──────── Given data ────────

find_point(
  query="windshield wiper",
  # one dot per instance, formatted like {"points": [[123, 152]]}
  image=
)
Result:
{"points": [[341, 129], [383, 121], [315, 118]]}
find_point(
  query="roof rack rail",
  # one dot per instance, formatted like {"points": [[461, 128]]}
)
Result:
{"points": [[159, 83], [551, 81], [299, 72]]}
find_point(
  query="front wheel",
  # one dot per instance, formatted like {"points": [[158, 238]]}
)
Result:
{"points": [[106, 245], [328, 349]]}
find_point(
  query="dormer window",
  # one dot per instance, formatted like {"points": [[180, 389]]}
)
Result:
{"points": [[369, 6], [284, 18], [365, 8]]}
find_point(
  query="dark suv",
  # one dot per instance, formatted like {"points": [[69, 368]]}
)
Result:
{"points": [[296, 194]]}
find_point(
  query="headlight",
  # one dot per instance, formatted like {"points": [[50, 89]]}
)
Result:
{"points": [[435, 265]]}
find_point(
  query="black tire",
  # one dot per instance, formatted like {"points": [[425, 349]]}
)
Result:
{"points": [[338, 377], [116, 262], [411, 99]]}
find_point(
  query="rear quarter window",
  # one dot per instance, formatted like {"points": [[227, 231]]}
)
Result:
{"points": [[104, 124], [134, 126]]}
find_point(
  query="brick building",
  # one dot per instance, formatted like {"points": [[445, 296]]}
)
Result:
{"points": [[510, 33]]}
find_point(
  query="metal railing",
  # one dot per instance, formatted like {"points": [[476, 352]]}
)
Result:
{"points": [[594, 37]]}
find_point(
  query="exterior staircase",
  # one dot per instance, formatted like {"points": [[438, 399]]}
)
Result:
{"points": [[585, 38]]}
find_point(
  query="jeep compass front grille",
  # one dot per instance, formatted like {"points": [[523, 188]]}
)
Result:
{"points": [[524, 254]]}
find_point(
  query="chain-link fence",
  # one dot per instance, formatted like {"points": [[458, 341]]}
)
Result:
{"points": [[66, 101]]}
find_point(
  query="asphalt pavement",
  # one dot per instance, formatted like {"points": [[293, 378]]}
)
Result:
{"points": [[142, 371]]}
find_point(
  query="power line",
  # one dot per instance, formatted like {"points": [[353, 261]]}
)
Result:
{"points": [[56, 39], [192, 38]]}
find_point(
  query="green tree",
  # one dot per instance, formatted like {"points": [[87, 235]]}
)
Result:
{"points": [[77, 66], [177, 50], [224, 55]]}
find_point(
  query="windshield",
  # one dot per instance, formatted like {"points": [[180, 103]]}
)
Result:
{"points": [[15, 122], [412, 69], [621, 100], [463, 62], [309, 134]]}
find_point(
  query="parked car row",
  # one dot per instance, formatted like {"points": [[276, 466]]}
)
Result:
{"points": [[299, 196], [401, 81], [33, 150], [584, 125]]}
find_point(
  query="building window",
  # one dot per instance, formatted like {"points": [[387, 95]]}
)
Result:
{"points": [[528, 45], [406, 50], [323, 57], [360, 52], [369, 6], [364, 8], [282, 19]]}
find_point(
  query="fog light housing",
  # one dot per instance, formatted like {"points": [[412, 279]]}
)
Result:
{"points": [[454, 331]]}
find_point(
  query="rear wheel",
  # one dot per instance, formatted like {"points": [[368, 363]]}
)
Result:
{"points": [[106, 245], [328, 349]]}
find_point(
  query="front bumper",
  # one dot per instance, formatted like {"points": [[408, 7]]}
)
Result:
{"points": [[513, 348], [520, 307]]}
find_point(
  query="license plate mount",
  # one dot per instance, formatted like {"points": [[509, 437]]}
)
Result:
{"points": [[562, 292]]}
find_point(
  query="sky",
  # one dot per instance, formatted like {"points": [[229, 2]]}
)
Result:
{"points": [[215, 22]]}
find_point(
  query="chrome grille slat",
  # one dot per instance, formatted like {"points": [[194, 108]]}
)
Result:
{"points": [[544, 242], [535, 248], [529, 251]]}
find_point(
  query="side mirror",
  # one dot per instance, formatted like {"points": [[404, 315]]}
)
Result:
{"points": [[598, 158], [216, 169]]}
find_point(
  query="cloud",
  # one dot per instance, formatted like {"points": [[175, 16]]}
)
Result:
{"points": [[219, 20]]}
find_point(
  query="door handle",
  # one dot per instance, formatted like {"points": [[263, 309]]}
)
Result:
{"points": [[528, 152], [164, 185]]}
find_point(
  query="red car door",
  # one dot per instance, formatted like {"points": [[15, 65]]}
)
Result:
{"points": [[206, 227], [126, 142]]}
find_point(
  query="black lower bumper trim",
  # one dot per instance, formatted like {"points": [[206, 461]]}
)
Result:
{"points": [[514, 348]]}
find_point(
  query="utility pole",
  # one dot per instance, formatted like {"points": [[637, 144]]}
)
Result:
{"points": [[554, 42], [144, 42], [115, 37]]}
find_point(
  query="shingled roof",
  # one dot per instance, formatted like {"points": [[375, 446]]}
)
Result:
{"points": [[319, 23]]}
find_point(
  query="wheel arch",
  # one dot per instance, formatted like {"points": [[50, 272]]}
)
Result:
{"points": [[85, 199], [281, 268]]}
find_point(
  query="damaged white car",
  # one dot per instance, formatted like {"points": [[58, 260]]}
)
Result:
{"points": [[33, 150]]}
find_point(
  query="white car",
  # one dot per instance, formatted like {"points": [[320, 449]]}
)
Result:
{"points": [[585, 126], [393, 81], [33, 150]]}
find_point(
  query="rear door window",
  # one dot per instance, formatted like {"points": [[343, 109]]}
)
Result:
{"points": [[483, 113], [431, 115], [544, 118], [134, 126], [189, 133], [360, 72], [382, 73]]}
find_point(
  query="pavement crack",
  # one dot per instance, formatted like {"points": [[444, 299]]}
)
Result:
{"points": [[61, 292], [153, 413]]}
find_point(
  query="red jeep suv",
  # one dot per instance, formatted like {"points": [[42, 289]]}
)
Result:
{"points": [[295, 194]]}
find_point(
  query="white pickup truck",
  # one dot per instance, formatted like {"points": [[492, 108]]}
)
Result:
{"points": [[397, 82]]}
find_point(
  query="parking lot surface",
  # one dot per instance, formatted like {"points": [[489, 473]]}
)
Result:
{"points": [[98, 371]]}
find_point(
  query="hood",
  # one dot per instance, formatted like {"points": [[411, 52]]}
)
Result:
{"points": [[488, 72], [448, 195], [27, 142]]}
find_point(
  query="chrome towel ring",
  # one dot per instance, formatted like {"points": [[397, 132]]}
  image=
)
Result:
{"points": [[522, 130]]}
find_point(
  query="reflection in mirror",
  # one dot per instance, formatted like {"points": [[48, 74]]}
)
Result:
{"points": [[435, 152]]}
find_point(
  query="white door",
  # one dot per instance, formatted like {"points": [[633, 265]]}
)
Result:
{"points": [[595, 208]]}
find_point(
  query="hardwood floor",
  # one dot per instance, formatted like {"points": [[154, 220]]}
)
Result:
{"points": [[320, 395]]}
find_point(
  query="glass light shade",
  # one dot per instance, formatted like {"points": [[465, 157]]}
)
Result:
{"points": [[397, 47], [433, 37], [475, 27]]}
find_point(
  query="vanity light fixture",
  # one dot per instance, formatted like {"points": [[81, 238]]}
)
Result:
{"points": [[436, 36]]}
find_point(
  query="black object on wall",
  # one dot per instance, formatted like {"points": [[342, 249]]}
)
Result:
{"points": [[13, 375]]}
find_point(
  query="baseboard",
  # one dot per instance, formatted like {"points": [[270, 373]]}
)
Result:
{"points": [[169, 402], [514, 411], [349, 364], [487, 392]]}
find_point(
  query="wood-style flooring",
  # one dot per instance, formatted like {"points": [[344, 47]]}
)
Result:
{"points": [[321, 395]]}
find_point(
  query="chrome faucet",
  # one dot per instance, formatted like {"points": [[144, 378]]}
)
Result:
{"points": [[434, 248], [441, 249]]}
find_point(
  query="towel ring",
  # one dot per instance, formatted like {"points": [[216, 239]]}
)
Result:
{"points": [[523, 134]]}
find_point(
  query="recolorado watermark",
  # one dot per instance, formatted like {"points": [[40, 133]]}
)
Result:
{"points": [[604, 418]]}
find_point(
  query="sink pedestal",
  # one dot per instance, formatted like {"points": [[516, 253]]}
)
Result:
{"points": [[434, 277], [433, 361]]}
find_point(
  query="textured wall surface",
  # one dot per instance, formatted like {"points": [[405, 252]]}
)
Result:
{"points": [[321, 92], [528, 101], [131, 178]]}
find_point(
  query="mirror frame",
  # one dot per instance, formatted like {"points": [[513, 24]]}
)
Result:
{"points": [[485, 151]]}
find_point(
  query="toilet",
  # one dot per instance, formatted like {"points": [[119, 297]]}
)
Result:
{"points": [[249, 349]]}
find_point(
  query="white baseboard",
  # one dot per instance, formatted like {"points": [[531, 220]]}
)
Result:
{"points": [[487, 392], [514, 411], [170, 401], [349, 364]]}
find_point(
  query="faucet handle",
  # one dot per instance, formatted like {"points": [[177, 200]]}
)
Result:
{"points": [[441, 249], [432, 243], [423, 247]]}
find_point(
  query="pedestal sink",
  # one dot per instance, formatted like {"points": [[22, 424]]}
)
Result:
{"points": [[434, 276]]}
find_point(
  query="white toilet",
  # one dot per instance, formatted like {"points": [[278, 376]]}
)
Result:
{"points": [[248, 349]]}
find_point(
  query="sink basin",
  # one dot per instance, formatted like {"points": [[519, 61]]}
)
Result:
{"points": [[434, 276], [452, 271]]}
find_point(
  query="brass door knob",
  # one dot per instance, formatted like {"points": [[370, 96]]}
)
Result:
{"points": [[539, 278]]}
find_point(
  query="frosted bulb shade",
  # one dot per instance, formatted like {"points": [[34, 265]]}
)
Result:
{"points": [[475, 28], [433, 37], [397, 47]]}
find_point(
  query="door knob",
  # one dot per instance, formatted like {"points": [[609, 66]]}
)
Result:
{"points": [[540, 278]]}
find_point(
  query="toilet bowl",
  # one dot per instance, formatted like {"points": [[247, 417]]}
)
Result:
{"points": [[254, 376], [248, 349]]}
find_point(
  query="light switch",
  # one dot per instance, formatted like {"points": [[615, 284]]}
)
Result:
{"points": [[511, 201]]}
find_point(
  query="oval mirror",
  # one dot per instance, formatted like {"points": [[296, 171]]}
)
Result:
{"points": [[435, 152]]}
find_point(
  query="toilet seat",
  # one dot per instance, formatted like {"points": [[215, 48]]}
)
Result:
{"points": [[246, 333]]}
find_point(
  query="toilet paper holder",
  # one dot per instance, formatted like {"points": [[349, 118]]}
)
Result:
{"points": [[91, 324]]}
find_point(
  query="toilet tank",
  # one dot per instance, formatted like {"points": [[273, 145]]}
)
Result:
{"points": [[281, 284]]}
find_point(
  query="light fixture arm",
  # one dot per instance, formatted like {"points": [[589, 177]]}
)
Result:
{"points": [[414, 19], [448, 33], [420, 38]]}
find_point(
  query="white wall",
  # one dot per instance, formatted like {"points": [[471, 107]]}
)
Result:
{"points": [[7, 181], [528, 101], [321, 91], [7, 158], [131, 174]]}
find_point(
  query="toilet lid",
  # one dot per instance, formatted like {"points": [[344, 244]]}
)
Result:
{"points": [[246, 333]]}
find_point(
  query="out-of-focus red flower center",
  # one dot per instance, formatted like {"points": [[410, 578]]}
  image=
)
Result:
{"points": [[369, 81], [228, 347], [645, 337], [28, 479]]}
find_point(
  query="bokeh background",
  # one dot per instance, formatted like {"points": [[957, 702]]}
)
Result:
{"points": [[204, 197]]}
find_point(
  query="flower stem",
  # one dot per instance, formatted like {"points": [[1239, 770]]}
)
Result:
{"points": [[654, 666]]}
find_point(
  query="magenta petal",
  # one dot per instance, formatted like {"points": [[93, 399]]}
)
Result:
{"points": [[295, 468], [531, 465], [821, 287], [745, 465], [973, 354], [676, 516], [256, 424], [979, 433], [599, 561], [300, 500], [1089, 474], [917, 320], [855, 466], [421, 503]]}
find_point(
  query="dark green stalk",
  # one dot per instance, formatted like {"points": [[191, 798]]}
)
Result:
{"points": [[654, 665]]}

────────

● Required task
Gather every line in the material above that contains the string "flower". Treat uppercase and lowercase as different.

● Exercise answer
  query="out-of-focus red flower center",
  query="flower stem",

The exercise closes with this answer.